>> START THE INPUT

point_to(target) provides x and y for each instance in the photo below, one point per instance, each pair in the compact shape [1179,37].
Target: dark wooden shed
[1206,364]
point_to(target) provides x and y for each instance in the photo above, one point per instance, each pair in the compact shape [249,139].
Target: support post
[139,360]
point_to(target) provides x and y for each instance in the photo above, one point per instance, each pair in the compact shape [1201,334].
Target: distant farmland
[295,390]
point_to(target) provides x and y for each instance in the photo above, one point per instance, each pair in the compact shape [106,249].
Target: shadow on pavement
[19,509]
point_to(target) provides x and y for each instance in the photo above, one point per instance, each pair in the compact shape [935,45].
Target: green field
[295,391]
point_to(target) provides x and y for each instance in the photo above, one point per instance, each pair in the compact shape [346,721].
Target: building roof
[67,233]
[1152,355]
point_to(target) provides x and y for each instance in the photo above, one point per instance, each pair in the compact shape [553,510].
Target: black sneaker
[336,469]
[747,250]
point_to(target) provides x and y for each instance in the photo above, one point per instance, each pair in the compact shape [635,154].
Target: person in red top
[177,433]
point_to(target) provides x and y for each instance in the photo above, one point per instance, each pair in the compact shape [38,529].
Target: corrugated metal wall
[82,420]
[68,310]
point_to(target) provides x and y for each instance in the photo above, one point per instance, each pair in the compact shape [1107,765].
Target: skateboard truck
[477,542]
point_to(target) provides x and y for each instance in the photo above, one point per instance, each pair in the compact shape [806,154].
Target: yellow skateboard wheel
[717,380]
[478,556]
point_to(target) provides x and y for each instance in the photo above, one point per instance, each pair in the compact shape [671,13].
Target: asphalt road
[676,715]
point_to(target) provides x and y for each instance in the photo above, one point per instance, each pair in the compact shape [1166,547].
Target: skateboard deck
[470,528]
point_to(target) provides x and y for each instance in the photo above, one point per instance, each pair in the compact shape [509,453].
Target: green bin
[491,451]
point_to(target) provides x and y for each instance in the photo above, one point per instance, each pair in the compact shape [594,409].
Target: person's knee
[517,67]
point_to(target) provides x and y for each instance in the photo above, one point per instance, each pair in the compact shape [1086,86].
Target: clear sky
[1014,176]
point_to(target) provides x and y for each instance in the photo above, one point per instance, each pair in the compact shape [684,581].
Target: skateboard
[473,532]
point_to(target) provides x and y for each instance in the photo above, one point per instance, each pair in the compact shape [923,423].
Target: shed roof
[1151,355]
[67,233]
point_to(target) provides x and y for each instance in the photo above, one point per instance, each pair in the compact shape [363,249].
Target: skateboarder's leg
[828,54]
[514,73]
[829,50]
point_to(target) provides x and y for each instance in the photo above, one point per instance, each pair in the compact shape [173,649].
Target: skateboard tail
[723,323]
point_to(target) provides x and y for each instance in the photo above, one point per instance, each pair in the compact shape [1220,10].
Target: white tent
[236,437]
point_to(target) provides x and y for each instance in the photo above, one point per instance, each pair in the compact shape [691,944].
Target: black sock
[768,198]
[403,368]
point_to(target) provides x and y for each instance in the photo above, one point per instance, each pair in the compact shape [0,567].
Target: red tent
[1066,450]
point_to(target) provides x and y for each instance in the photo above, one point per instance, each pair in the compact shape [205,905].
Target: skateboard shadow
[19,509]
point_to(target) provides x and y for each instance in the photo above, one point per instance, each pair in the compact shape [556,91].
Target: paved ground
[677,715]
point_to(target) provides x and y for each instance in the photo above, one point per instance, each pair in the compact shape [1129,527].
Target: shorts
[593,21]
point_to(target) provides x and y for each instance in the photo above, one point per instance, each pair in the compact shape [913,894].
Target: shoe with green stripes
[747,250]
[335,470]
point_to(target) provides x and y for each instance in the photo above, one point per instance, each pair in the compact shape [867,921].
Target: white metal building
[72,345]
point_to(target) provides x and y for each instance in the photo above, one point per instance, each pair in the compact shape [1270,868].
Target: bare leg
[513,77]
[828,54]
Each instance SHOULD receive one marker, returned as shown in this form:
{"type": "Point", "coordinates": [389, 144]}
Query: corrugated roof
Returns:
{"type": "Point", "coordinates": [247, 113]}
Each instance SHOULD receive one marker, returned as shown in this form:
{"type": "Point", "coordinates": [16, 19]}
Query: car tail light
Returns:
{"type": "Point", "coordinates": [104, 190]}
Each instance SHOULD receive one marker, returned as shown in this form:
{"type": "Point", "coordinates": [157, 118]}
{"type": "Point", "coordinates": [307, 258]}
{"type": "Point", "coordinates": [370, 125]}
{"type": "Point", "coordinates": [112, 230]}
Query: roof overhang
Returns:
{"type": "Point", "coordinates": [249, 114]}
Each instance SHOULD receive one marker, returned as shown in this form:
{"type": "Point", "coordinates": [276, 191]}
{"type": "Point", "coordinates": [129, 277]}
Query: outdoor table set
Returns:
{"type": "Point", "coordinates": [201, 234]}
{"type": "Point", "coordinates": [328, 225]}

>> END THE INPUT

- [REQUIRED WORK]:
Set down the material above again, word for word.

- [THE ANSWER]:
point_to(target) provides x and y for each instance in the photo below, one point per instance, each pair in the compact shape [1179,37].
Target: dark wooden shed
[1206,364]
point_to(target) provides x and y for each instance in the photo above, one point per instance, each pair in the compact shape [249,139].
Target: support post
[139,360]
point_to(target) provides x and y for each instance in the photo above, one point per instance, each pair in the compact shape [1201,334].
Target: distant farmland
[295,390]
point_to(target) provides x and y for each instance in the photo above, one point per instance, each pair in the compact shape [106,249].
Target: shadow on pavement
[19,509]
point_to(target) provides x and y for each instance in the photo above, one point per instance, each pair in the compact shape [935,45].
Target: green field
[295,391]
point_to(target) provides x and y for each instance in the photo above, one point per instance, each pair in the compact shape [346,721].
Target: building roof
[67,233]
[1152,355]
point_to(target) provides x and y for each instance in the photo above, one point per instance, each pair in the compact shape [553,510].
Target: black sneaker
[336,469]
[747,250]
point_to(target) provides x and y for each instance in the photo above, one point per instance, each pair in the compact shape [635,154].
Target: person in red top
[177,433]
point_to(target) provides x and y for each instance in the photo above, one point per instance, each pair in the compact shape [38,529].
Target: corrugated metal wall
[82,420]
[68,310]
point_to(target) provides x and y for each instance in the photo above, one point per instance, each pair in the compact shape [1107,765].
Target: skateboard truck
[477,542]
point_to(target) provides x and y for each instance in the photo above, one point per instance, each pair in the compact shape [806,154].
Target: yellow skateboard wheel
[717,380]
[478,556]
point_to(target) provides x and y for each instance in the photo above, one point per instance, each pair in the compact shape [671,13].
Target: asphalt road
[676,715]
point_to(target) provides x and y for each instance in the photo above, one point per instance, each pair in the compact shape [1166,547].
Target: skateboard deck
[470,528]
point_to(target) provides x and y for each instance in the photo above, one point per instance, each pair in the compact shape [509,453].
Target: green bin
[491,451]
point_to(target) provides x and y for each instance in the photo above, one point per instance, each pair in the compact shape [594,409].
Target: person's knee
[517,67]
point_to(target) provides x and y for each instance in the photo above, one point per instance, each pair in the compact shape [1086,86].
Target: clear sky
[1014,176]
point_to(target) provides x and y for each instance in the photo above, one point per instance, each pair in the compact shape [684,581].
Target: skateboard
[473,532]
point_to(target) provides x and y for each instance in the photo above, one point per instance, each pair in the compact shape [923,423].
Target: shed roof
[1151,355]
[67,233]
point_to(target) provides x and y for each instance in the photo above, one point per instance, each pair in the compact shape [363,249].
Target: skateboarder's leg
[828,54]
[514,73]
[829,50]
point_to(target) provides x and y for each instance in the photo above, one point per instance, each pair in the compact shape [173,649].
Target: skateboard tail
[723,323]
point_to(target) provides x and y for each instance in the photo above, one point per instance, each pair in the compact shape [1220,10].
Target: white tent
[236,437]
point_to(target) provides x and y for each instance in the photo above, one point per instance, each pair in the compact shape [691,944].
Target: black sock
[768,198]
[403,368]
point_to(target) provides x and y for each instance in the photo above, one point per instance, each pair in the compact shape [0,567].
Target: red tent
[1066,450]
point_to(target) provides x and y for each instance in the photo above, one point per instance, each pair in the compact shape [205,905].
Target: skateboard shadow
[19,509]
point_to(target) provides x and y for each instance in the photo above, one point per instance, each pair in the compact shape [556,91].
Target: paved ground
[677,715]
point_to(target) provides x and y for each instance in the photo above, one point per instance, each pair in the compact shape [1129,527].
Target: shorts
[593,21]
point_to(target) provides x and y for each instance in the photo above, one point per instance, each pair in the compact shape [913,894].
Target: shoe with green stripes
[747,250]
[335,470]
point_to(target) provides x and y for each instance in the photo above, one point per instance, each pair in the compact shape [867,921].
Target: white metal building
[72,345]
point_to(target) provides x and y for each instance in the photo above, one point per instance, each pair in the compact shape [1270,868].
Target: bare leg
[513,77]
[828,54]
Each instance SHOULD receive one marker, returned as shown in this form:
{"type": "Point", "coordinates": [389, 144]}
Query: corrugated roof
Returns:
{"type": "Point", "coordinates": [247, 113]}
Each instance SHOULD receive one marker, returned as shown in this form:
{"type": "Point", "coordinates": [16, 19]}
Query: car tail light
Returns:
{"type": "Point", "coordinates": [104, 190]}
Each instance SHOULD receive one marker, returned as shown in this form:
{"type": "Point", "coordinates": [157, 118]}
{"type": "Point", "coordinates": [307, 258]}
{"type": "Point", "coordinates": [370, 125]}
{"type": "Point", "coordinates": [112, 230]}
Query: roof overhang
Returns:
{"type": "Point", "coordinates": [249, 114]}
Each instance SHOULD receive one marker, returned as shown in this form:
{"type": "Point", "coordinates": [276, 191]}
{"type": "Point", "coordinates": [129, 277]}
Query: outdoor table set
Returns:
{"type": "Point", "coordinates": [201, 234]}
{"type": "Point", "coordinates": [328, 225]}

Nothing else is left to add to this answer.